:: Seçilen metin ::

Mustafa Uygun

Cumhuriyet Özlemi

featured
service
Paylaş

Bu Yazıyı Paylaş

veya linki kopyala

Bugünlerde Türkiye Cumhuriyetinin kuruluşunun 100. yıldönümünü idrak etmenin sevincini ve gururunu yaşıyoruz.

Evet, 10. Yıl marşında denildiği gibi “Kanla, irfanla kurduk biz bu cumhuriyeti.”

Cumhur, Halk topluluğu. Aynı kararı veya hükmü kabul edenler. Seçimle idare edilenler, gibi anlamlara gelen Arapça bir kelimedir.

Cumhuriyet ise;  Lideri halk veya meclis tarafından seçilen yönetim şeklidir.

Dünyada cumhuri idare şeklini ilk bulan elbette biz değiliz.

İlk dönem İslam tarihinde bile cumhuriyetin izlerini görüyoruz. Peygamber efendimizden sonra idarenin başına gelen Raşit Halifelerin seçimle ve oy çokluğuyla halife (idareci) seçildiklerini tarih kitaplarından okuyoruz.

Ayrıca cumhuriyet idaresinin çevremizde farklı şekillerinin olduğunu görüyoruz. Örneğin Amerika’da başkanlık sistemini içinde barındıran bir cumhuriyet varken, Çin’de komünizmle özdeşleşmiş bir cumhuriyet,  İran’da ise İslami bir cumhuriyet şeklini görüyoruz.

:::
:: Kayıtlı malzeme ::

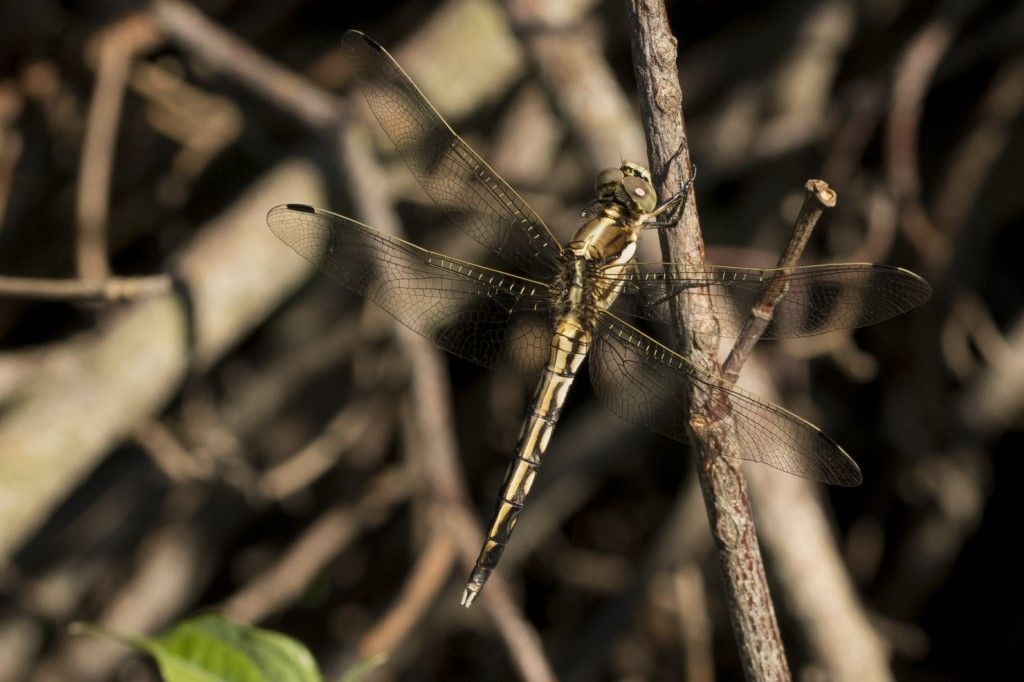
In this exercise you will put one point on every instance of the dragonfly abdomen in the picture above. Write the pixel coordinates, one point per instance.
(568, 348)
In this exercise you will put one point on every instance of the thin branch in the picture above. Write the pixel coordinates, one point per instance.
(116, 49)
(726, 500)
(187, 27)
(110, 289)
(819, 197)
(422, 586)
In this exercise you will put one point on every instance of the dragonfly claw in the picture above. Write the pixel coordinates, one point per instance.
(469, 596)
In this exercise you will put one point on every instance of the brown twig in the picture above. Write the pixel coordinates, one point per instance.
(323, 540)
(422, 586)
(579, 79)
(726, 500)
(109, 289)
(911, 79)
(116, 49)
(694, 624)
(346, 429)
(187, 27)
(819, 197)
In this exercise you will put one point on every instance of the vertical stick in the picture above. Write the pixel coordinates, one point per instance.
(724, 489)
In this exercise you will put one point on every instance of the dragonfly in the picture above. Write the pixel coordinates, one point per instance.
(558, 304)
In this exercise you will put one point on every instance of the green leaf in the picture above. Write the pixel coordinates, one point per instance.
(212, 648)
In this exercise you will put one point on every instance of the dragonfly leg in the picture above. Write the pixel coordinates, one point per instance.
(676, 203)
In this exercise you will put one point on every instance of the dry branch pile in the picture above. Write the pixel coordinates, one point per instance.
(189, 419)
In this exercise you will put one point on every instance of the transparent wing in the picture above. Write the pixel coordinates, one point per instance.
(817, 298)
(487, 316)
(648, 384)
(470, 193)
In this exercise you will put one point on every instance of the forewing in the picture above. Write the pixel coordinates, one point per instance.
(815, 298)
(648, 384)
(487, 316)
(469, 192)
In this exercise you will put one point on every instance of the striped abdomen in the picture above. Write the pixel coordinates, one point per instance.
(568, 347)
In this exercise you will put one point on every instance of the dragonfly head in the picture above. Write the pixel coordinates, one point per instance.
(628, 185)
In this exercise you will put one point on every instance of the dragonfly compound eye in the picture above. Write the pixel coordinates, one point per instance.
(641, 194)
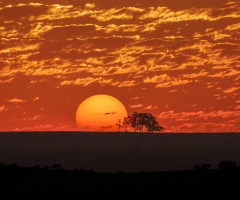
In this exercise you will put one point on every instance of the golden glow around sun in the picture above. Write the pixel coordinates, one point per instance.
(100, 113)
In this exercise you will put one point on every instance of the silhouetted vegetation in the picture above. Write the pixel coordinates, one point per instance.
(140, 120)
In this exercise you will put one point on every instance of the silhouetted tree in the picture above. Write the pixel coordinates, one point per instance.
(126, 122)
(56, 166)
(140, 120)
(119, 125)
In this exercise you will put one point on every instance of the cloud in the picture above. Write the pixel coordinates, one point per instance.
(36, 98)
(110, 113)
(150, 107)
(22, 11)
(16, 100)
(134, 98)
(86, 81)
(3, 108)
(186, 116)
(124, 83)
(233, 27)
(230, 90)
(136, 106)
(166, 81)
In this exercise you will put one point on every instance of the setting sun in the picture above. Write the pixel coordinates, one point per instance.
(100, 113)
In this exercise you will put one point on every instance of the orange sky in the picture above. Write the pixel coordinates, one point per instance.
(179, 60)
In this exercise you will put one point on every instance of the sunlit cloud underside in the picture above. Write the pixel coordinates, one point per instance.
(182, 64)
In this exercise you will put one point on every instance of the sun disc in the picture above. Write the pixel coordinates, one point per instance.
(100, 113)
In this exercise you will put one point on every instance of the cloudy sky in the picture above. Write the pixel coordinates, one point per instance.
(178, 59)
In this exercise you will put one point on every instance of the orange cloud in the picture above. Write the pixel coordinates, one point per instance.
(3, 108)
(16, 100)
(150, 107)
(136, 106)
(86, 81)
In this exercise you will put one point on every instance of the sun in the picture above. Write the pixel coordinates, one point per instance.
(100, 113)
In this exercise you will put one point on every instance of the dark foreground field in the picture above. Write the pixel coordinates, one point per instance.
(44, 183)
(113, 152)
(71, 165)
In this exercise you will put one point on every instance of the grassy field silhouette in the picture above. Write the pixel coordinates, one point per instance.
(101, 159)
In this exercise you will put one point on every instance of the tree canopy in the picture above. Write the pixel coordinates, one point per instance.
(140, 120)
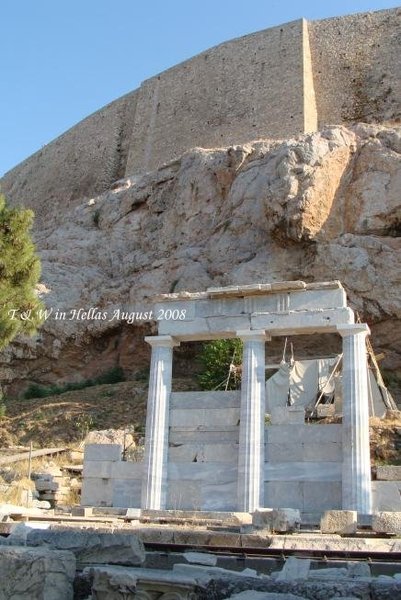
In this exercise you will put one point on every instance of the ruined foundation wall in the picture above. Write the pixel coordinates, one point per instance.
(275, 84)
(83, 162)
(242, 90)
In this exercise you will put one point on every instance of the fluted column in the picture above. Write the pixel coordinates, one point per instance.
(251, 437)
(154, 485)
(356, 475)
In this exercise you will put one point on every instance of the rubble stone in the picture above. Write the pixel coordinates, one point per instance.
(339, 521)
(36, 574)
(281, 520)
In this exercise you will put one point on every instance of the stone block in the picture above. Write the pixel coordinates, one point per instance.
(321, 495)
(191, 435)
(317, 434)
(82, 511)
(127, 470)
(339, 521)
(210, 399)
(284, 493)
(325, 410)
(285, 415)
(172, 311)
(204, 453)
(210, 417)
(223, 306)
(219, 497)
(102, 452)
(201, 558)
(318, 299)
(388, 473)
(356, 569)
(303, 471)
(279, 520)
(387, 522)
(303, 322)
(326, 452)
(184, 495)
(92, 547)
(332, 573)
(126, 493)
(207, 473)
(36, 573)
(294, 569)
(115, 583)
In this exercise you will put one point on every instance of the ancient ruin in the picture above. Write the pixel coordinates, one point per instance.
(213, 451)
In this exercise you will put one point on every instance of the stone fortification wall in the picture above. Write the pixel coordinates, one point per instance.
(82, 162)
(357, 66)
(247, 88)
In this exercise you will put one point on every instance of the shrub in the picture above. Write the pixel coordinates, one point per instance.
(216, 359)
(114, 375)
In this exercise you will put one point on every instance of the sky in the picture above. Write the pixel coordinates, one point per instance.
(62, 60)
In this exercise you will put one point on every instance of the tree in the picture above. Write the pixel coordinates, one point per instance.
(221, 362)
(20, 307)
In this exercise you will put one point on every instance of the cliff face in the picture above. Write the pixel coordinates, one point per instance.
(320, 207)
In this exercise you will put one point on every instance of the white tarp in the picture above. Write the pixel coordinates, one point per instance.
(301, 384)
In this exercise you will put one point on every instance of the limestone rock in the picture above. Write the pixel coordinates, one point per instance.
(36, 573)
(92, 547)
(387, 522)
(321, 206)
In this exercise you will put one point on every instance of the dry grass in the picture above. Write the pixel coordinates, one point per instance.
(65, 419)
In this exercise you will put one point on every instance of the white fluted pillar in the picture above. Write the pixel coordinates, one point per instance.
(252, 415)
(154, 484)
(356, 475)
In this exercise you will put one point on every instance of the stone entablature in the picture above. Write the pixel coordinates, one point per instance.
(255, 313)
(273, 84)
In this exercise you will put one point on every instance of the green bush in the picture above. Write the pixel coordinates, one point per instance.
(216, 358)
(114, 375)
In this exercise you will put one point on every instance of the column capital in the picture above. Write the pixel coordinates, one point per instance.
(161, 341)
(250, 335)
(353, 329)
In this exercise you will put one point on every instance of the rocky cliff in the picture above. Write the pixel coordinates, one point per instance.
(319, 207)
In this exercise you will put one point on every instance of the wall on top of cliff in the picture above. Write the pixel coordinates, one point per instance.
(273, 84)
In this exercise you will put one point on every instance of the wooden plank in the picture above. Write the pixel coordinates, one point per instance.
(6, 460)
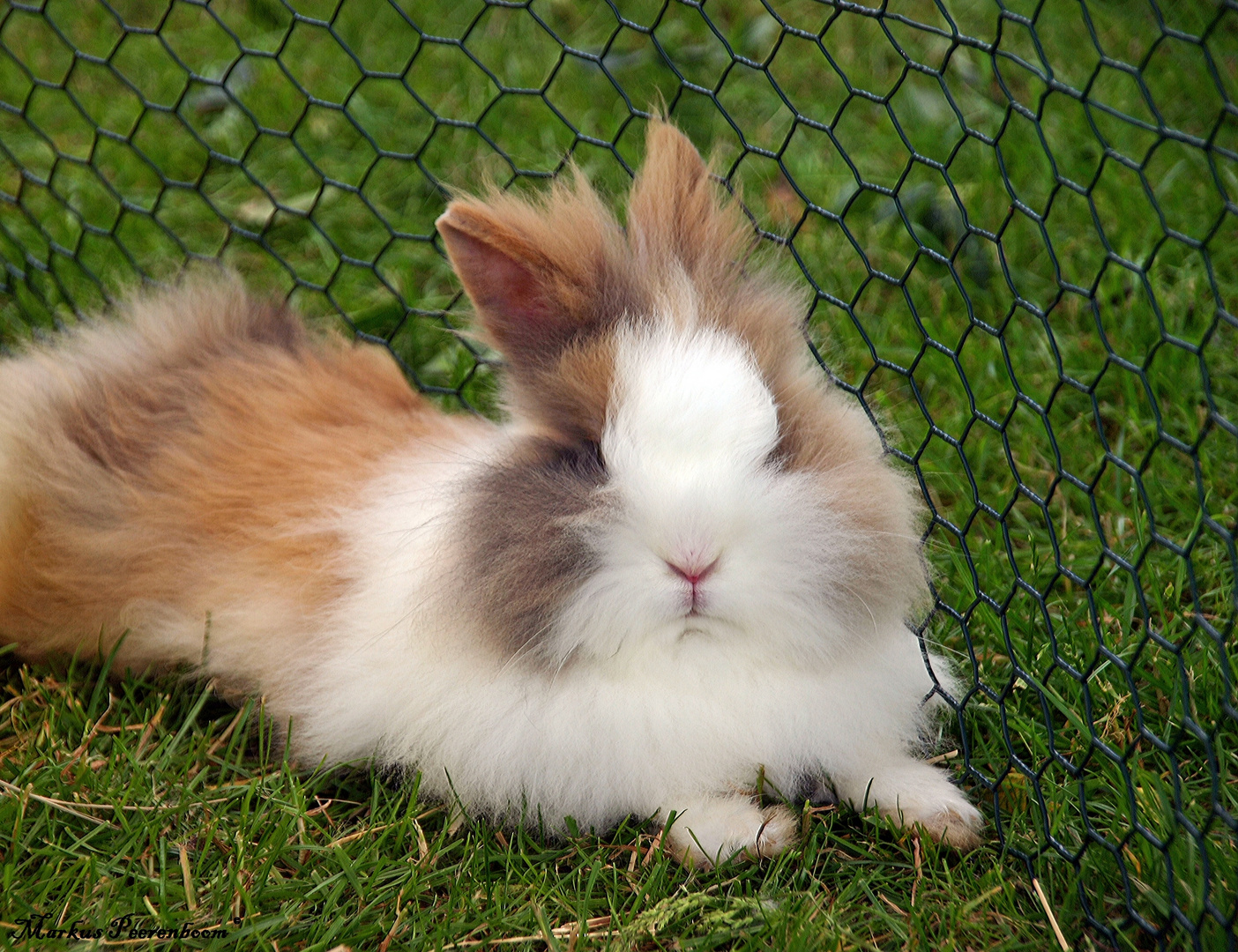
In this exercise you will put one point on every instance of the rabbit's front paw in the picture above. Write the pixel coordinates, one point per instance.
(952, 820)
(915, 793)
(712, 831)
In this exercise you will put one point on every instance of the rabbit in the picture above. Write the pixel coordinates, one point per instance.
(680, 567)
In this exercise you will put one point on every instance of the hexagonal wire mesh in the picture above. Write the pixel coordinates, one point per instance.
(1019, 220)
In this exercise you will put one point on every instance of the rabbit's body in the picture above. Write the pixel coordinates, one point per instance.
(682, 563)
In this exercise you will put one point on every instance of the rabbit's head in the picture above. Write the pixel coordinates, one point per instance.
(677, 467)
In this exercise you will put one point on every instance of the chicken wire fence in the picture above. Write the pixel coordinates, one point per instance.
(1019, 222)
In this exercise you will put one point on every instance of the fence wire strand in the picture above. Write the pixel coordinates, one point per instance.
(1020, 224)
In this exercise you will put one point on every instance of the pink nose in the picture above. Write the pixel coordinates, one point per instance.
(693, 573)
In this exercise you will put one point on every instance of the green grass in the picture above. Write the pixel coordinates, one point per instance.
(1054, 351)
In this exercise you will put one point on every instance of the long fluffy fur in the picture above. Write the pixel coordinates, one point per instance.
(680, 563)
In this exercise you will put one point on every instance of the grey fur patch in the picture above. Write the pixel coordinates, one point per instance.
(524, 554)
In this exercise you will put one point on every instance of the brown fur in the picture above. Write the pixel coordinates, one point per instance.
(183, 458)
(552, 278)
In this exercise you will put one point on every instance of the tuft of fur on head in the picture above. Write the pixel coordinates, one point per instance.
(670, 420)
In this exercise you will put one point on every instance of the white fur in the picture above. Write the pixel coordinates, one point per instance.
(653, 710)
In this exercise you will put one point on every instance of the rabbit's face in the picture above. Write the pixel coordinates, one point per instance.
(701, 529)
(679, 467)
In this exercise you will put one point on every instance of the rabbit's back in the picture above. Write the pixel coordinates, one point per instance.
(181, 459)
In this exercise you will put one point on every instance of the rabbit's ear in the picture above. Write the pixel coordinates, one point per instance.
(679, 214)
(541, 274)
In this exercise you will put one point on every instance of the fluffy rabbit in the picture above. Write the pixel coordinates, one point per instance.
(680, 565)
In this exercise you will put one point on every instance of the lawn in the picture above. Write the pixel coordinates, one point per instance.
(1023, 232)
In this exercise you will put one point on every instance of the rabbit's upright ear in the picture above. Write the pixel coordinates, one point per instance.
(540, 274)
(679, 214)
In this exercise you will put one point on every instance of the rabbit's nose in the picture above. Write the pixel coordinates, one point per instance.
(693, 572)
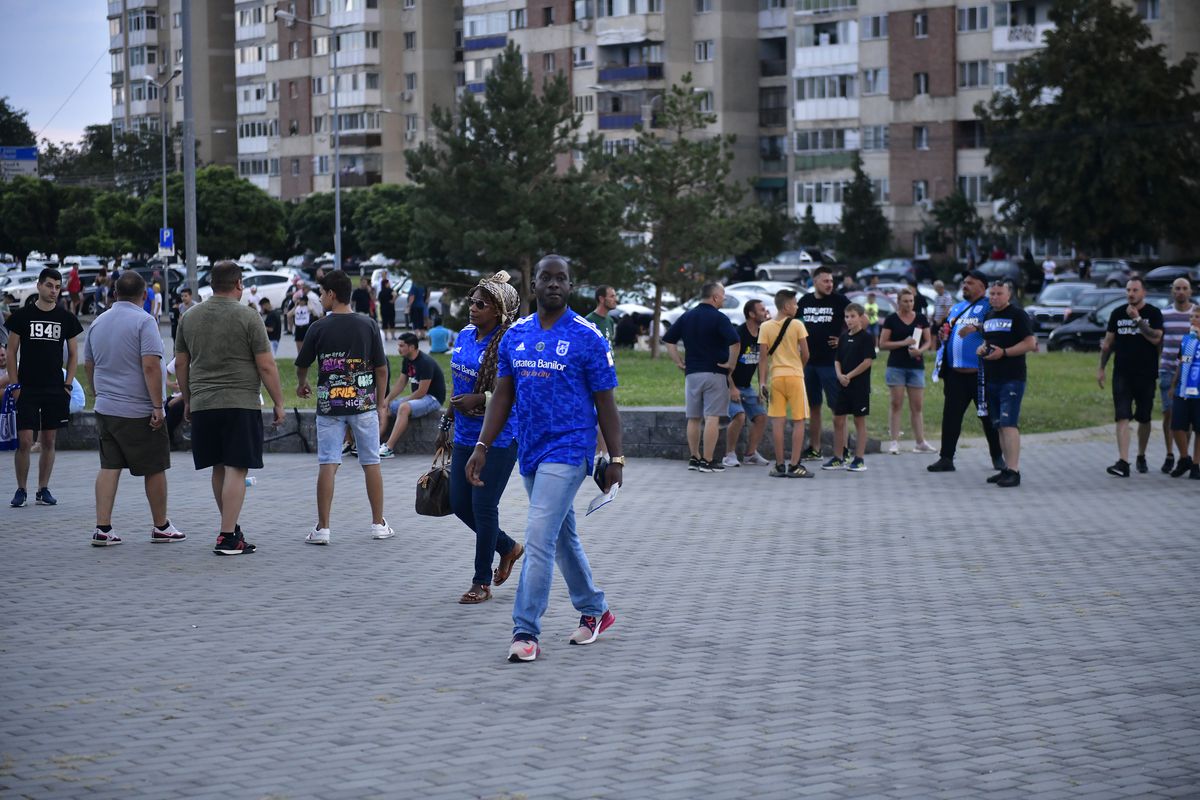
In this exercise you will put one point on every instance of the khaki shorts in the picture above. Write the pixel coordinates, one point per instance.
(132, 444)
(787, 392)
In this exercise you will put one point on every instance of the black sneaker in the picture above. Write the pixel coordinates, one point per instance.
(1120, 469)
(1009, 479)
(233, 545)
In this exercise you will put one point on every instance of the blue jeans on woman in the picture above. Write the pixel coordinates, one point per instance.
(551, 537)
(478, 506)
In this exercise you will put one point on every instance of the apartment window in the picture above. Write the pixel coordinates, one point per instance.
(921, 137)
(972, 19)
(875, 82)
(972, 74)
(875, 137)
(975, 187)
(874, 28)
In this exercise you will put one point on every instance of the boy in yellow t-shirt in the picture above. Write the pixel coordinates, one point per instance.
(784, 342)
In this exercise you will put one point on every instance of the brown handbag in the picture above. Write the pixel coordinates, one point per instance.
(433, 487)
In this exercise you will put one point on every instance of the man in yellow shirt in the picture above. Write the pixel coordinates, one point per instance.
(787, 352)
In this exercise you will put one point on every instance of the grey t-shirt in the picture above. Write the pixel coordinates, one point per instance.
(221, 338)
(115, 344)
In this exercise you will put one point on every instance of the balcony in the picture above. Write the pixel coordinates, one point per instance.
(485, 42)
(1019, 37)
(640, 72)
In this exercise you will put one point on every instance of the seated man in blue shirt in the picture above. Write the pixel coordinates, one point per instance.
(556, 372)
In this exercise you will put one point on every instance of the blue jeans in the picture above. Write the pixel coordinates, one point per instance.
(478, 506)
(550, 537)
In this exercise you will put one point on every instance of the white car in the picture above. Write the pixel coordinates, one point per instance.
(258, 284)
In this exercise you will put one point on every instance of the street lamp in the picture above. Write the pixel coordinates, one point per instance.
(291, 19)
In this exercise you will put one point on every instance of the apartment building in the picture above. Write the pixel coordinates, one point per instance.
(145, 47)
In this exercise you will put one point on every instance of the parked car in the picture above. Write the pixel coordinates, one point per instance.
(889, 269)
(1087, 331)
(1047, 310)
(795, 265)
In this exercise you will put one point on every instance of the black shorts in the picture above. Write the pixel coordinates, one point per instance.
(1134, 390)
(43, 409)
(853, 401)
(232, 437)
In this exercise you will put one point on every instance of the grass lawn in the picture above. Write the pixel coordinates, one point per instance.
(1061, 396)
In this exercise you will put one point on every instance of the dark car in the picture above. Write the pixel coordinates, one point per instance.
(1162, 277)
(1047, 311)
(1087, 332)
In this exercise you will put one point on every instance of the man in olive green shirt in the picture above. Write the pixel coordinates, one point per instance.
(221, 355)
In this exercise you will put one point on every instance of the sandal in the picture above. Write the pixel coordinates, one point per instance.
(505, 569)
(478, 594)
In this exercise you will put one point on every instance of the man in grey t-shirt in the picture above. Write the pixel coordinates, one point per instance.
(123, 356)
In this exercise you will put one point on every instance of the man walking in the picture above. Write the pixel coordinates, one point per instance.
(1176, 324)
(1134, 334)
(711, 349)
(222, 356)
(36, 336)
(744, 401)
(123, 355)
(959, 367)
(352, 380)
(556, 372)
(823, 313)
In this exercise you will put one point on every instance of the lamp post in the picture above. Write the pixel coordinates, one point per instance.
(291, 19)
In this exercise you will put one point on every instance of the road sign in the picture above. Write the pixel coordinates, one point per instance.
(166, 242)
(17, 161)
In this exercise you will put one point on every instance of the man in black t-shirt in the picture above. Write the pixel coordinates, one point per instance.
(429, 390)
(1007, 337)
(36, 335)
(744, 401)
(1135, 332)
(823, 313)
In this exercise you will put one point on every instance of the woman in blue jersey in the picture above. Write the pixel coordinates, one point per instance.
(493, 306)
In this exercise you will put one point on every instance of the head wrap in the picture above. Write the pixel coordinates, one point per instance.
(505, 298)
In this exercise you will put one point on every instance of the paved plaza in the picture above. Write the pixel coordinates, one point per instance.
(891, 633)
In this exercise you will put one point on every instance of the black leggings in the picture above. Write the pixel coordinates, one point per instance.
(961, 389)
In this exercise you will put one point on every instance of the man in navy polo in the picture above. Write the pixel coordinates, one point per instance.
(556, 372)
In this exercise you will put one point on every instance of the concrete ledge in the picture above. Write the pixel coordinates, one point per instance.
(648, 432)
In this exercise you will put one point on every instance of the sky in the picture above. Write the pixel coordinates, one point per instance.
(49, 47)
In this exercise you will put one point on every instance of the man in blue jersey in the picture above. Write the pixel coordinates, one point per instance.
(556, 372)
(961, 337)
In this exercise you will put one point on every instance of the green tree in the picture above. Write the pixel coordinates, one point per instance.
(496, 190)
(15, 131)
(864, 233)
(678, 193)
(1097, 140)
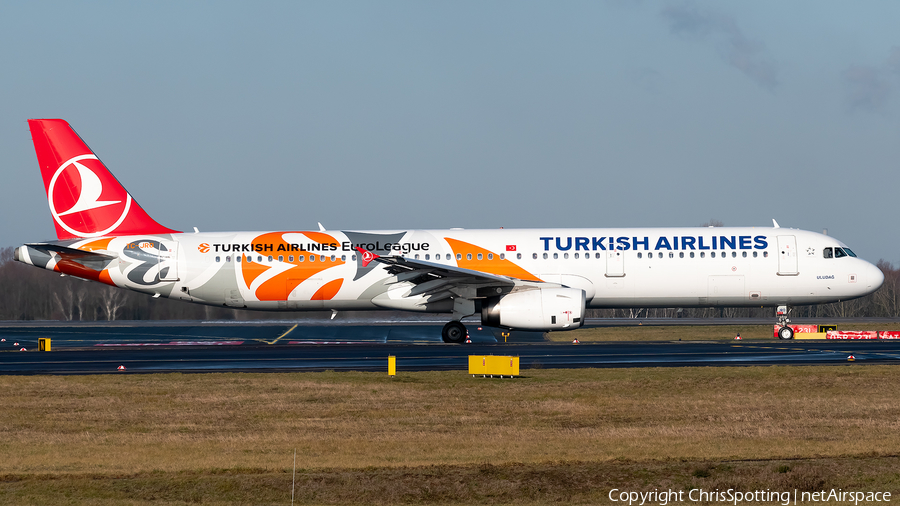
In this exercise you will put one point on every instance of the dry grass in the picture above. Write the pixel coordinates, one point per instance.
(132, 434)
(688, 332)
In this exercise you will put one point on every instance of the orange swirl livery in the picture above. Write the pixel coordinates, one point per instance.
(528, 279)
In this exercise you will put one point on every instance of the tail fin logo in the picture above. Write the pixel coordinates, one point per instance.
(81, 204)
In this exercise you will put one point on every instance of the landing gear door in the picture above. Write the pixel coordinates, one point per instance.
(168, 261)
(615, 264)
(787, 255)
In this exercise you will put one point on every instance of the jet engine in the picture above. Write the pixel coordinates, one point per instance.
(536, 309)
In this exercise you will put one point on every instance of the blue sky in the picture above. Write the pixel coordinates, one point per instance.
(389, 115)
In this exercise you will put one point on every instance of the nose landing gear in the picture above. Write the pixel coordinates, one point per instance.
(785, 332)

:::

Alıştırma hedefi: Cumhuriyet özlemi yazısında "Bu Yazıyı Paylaş" sözlerinin geçtiği yerden başlayıp "seçilen yönetim şeklidir." sözlerinden sonra biten kısmı hiç değiştirmeden yeniden yaz.

Alıştırma cevabı:
Bu Yazıyı Paylaş

veya linki kopyala

Bugünlerde Türkiye Cumhuriyetinin kuruluşunun 100. yıldönümünü idrak etmenin sevincini ve gururunu yaşıyoruz.

Evet, 10. Yıl marşında denildiği gibi “Kanla, irfanla kurduk biz bu cumhuriyeti.”

Cumhur, Halk topluluğu. Aynı kararı veya hükmü kabul edenler. Seçimle idare edilenler, gibi anlamlara gelen Arapça bir kelimedir.

Cumhuriyet ise;  Lideri halk veya meclis tarafından seçilen yönetim şeklidir.